----- Extrait du texte -----

Avignon : « Les damnés »
En 1969 sortait un film de Luchino Visconti, Les damnés, titre français malencontreux, puisqu’il reprenait celui d’un film de Joseph Losey sorti six ans auparavant. On eût mieux de lui conserver l’un de ses deux titres originaux, La caduta degli dei ou Götterdämmerung – ce qui signifie « La chute des dieux » ou « Le crépuscule des dieux », évidemment empruntés à un opéra de Wagner. C’était le premier film des trois qu’il fit avec Helmut Berger, mauvais acteur et individu dépravé dont il s’était entiché. Ce n’est pas le film de Visconti que je préfère, loin de là, mais le sujet était sérieux : comment le nazisme s’était appuyé sur les grands industriels allemands pour consolider sa dictature, passe-moi la rhubarbe, je te passerai le séné (ou je te tiens, tu me tiens par la barbichette).
Le scénario de Visconti et de ses co-scénaristes Nicola Badalucco et Enrico Medioli a été repris pour la scène par l’auteur belge Ivo van Hove, qui l’a mis en scène au Festival d’Avignon, spectacle qui sera repris à la rentrée à la Comédie-Française – même si on se demande comment cela pourra se faire, attendu que le plateau de ce théâtre, qui n’est pas le Palais des papes, est beaucoup trop petit pour accueillir une mise en scène aussi spectaculaire.

----- Données présentées -----

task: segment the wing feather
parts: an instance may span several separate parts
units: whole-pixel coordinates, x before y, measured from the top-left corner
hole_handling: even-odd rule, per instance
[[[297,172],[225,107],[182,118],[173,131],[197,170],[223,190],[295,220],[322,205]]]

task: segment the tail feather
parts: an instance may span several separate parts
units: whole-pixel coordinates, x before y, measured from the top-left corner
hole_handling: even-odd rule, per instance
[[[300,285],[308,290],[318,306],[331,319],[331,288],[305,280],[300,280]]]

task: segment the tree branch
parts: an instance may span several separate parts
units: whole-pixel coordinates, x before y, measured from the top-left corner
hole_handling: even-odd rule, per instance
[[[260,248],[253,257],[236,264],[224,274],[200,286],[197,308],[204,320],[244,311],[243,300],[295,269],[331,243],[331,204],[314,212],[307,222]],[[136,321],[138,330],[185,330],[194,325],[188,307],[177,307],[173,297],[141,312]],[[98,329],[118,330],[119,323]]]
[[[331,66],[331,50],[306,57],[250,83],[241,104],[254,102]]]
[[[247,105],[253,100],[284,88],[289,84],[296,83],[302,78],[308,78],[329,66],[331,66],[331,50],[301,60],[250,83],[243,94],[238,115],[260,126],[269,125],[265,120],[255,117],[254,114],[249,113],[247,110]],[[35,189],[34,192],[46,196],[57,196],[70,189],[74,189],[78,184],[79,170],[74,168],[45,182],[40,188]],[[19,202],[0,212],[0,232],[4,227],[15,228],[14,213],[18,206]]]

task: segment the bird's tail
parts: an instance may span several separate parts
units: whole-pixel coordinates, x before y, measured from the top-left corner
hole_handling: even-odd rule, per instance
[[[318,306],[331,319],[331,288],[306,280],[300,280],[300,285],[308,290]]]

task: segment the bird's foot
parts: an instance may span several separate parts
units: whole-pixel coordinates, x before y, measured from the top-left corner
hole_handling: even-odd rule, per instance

-----
----- Données présentées -----

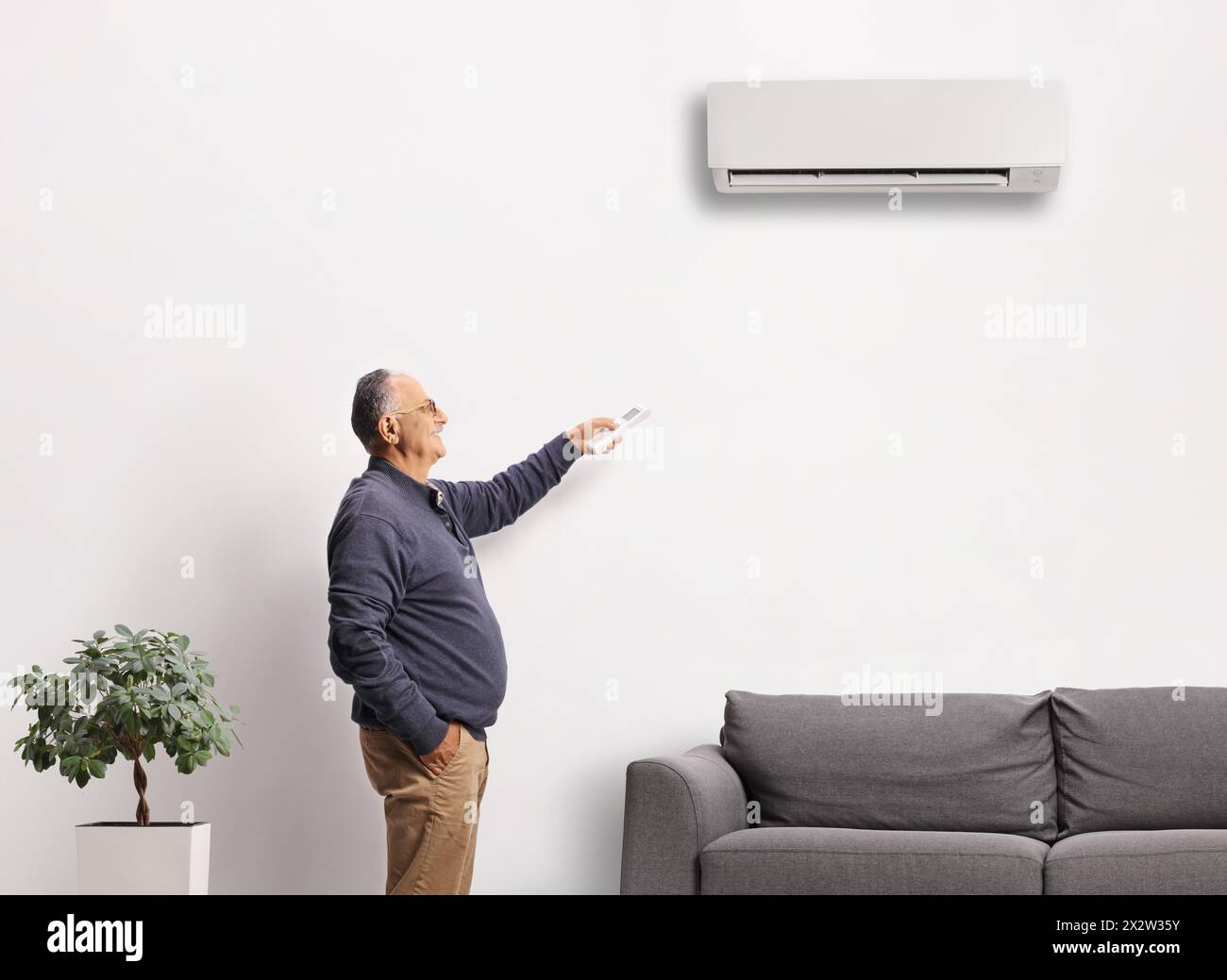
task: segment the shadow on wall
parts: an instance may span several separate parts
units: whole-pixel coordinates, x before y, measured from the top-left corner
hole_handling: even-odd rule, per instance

-----

- **Consigne**: Rédigez la suite du texte consacré aux Damnés au Festival d'Avignon, en commençant juste après sa dernière phrase.

- **Réponse**:
Le spectacle est puissant, mais abonde en détails curieux, voire un peu racoleurs. Ainsi, tous les personnages que le régime nazi élimine sont emmenés vers une demi-douzaine de cercueils rangés à droite de la scène, s’y allongent, et, une fois le cercueil refermé, on continue de les voir se débattre, filmés par une caméra vidéo qui se trouve à l’intérieur. Le massacre des S.A. par les nazis est représenté vu de haut, sur un immense écran montrant l’orgie homosexuelle que Visconti avait filmée sans complications, au bord d’un lac. Ici, la scène se termine par deux comédiens se vautrant tous nus sur une scène – modestement inondée pour figurer le lac –, puis Guillaume Gallienne jette au visage de l’un d’eux, Denis Podalydès, un seau de sang, avant que l’aspergé soit emmené dans son cercueil.
Quant au personnage de Martin, très important, celui que jouait Helmut Berger, il est le seul de la dernière scène, au cours de laquelle lui aussi se met tout nu et se couvre des cendres des personnages précédemment sacrifiés, avant de saisir une kalachnikov et de... mitrailler le public ! Bien entendu, la totalité des critiques en ont conclu que l’auteur voulait y voir un symbole des attentats actuels, mais ce genre de rapprochement est habituel chez les plumitifs.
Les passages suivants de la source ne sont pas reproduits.